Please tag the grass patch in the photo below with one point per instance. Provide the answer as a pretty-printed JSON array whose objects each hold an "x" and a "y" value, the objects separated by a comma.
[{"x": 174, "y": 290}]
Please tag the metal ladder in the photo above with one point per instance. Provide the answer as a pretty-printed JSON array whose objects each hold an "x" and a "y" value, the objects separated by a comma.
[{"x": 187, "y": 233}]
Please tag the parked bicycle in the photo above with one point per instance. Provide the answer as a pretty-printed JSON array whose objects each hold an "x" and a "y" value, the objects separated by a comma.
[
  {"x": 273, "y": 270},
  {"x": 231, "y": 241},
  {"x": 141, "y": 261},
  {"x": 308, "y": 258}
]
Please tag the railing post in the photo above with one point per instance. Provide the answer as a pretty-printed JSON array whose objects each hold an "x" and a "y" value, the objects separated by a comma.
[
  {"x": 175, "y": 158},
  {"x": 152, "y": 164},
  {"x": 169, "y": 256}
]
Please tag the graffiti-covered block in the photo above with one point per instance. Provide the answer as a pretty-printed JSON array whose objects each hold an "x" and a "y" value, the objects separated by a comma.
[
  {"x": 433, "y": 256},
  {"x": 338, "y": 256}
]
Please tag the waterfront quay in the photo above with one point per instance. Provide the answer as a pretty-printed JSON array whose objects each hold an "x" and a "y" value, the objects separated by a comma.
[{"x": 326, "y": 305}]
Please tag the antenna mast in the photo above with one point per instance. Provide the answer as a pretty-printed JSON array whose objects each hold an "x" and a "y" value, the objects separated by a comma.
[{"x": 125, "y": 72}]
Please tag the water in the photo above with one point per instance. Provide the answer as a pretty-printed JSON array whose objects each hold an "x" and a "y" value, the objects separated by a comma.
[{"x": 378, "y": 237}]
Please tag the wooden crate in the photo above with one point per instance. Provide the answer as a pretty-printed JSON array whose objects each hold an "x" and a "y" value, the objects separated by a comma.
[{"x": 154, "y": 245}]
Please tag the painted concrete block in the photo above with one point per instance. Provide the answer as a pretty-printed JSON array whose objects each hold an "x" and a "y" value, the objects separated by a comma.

────

**Problem details**
Starting at the line that contains "Please tag the wooden", copy each line exactly through the end of the listing above. Include that first line and the last one, and add nothing.

**Response to the exercise**
Please tag the wooden crate in the photo above with one point per instance. Provide the answer as a pretty-printed JSON array whose objects each hold an "x" and a "y" value, the objects separated by a comma.
[{"x": 154, "y": 245}]
Please tag the painted concrete block in the photo above with one point per instance. Provide the answer as a pretty-printed JSON array whose objects each hold an "x" and a "y" value, the objects separated by a comma.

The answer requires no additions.